# Lei mi ha Beccato !!!



## Paolo78mi (28 Agosto 2017)

Ebbene si ... 

L'altro giorno la mia ex J* (a sua volta Sposata) mi ha beccato qui su Tradimento.net !!! 

è rimasta sconvolta dai miei racconti ... e dalle mie storielle provocatorie ... e da come mi bullavo di aver scopato meglio con altre ...

Non si capisce perchè sia tornata e come abbia fatto a beccarmi ... ma la cosa più strana è perche torna sempre ???


----------



## Arcistufo (28 Agosto 2017)

Paolo78mi ha detto:


> Ebbene si ...
> 
> L'altro giorno la mia ex J* (a sua volta Sposata) mi ha beccato qui su Tradimento.net !!!
> 
> ...


Grande Paolo! Solo che mi perdo sempre con le iniziali. Qual è questa?


----------



## Foglia (28 Agosto 2017)

Arcistufo ha detto:


> Grande Paolo! Solo che mi perdo sempre con le iniziali. Qual è questa?



Ossignur :facepalm:


----------



## MariLea (28 Agosto 2017)

Paolo78mi ha detto:


> Ebbene si ...
> 
> L'altro giorno la mia ex J* (a sua volta Sposata) mi ha beccato qui su Tradimento.net !!!
> 
> ...


Ti ha riconosciuto dalla foto?


----------



## Arcistufo (28 Agosto 2017)
☆ ☆ ☆ ☆ ☆
OBIETTIVO DELL'ESERCIZIO =
Riassumi in due frasi la discussione del forum riportata sopra.

Record provenienti da una fonte di dati =
☆ ☆ ☆ ☆ ☆
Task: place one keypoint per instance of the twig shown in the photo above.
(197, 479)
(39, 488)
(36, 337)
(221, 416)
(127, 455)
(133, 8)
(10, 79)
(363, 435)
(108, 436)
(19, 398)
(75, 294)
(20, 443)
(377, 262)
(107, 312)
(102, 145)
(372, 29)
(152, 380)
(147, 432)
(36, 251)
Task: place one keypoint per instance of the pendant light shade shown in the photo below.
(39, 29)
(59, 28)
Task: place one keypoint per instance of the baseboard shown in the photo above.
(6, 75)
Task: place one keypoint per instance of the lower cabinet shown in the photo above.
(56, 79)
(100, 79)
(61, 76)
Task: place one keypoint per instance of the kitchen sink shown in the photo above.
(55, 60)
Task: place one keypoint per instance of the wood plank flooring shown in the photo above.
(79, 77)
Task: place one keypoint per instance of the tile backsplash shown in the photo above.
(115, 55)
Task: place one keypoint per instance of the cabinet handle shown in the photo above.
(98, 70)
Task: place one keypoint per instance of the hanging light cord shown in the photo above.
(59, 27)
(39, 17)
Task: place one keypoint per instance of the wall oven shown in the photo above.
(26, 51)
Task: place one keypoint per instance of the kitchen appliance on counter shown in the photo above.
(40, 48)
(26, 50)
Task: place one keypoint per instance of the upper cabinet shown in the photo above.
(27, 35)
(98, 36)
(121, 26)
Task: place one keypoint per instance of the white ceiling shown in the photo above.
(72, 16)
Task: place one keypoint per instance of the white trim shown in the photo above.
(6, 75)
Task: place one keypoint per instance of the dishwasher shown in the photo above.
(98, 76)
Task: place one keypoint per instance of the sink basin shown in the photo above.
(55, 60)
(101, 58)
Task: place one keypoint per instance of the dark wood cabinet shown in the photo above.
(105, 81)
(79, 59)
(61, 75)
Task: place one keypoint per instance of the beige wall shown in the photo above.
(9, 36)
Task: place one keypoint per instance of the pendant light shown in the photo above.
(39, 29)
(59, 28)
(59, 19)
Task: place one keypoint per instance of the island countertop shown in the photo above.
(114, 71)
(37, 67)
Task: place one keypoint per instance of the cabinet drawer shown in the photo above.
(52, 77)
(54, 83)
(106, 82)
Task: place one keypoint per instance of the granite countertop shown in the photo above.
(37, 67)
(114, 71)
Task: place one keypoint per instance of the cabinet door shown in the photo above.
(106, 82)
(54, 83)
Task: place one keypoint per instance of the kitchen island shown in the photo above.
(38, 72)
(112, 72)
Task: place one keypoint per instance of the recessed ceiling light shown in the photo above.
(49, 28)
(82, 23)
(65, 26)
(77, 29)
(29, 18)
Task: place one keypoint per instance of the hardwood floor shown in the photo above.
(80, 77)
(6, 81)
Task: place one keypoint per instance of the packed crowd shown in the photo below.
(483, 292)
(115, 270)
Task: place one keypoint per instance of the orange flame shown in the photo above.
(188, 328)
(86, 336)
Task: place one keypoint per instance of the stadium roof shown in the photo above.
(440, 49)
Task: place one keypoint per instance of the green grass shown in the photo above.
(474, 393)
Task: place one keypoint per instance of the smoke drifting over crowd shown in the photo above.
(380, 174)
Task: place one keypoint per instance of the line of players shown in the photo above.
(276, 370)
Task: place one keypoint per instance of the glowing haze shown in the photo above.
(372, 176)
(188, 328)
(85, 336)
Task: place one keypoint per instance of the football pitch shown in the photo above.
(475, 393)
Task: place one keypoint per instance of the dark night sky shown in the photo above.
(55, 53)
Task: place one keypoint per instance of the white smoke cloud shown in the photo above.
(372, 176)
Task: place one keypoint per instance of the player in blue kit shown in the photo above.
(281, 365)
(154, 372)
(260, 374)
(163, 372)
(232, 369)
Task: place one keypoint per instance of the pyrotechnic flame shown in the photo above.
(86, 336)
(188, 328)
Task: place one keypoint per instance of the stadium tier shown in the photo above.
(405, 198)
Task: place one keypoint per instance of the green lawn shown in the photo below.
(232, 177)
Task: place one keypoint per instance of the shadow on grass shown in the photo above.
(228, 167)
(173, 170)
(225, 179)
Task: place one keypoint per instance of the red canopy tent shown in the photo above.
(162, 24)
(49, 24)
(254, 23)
☆ ☆ ☆ ☆ ☆
SOLUZIONE =
Paolo78mi racconta che la sua ex J*, anche lei sposata, lo ha scoperto su Tradimento.net ed è rimasta sconvolta dai suoi racconti, e si chiede perché lei torni sempre. Nelle risposte Arcistufo chiede a chi corrisponda quell'iniziale, Foglia reagisce con un "Ossignur" e MariLea domanda se lei lo abbia riconosciuto dalla foto.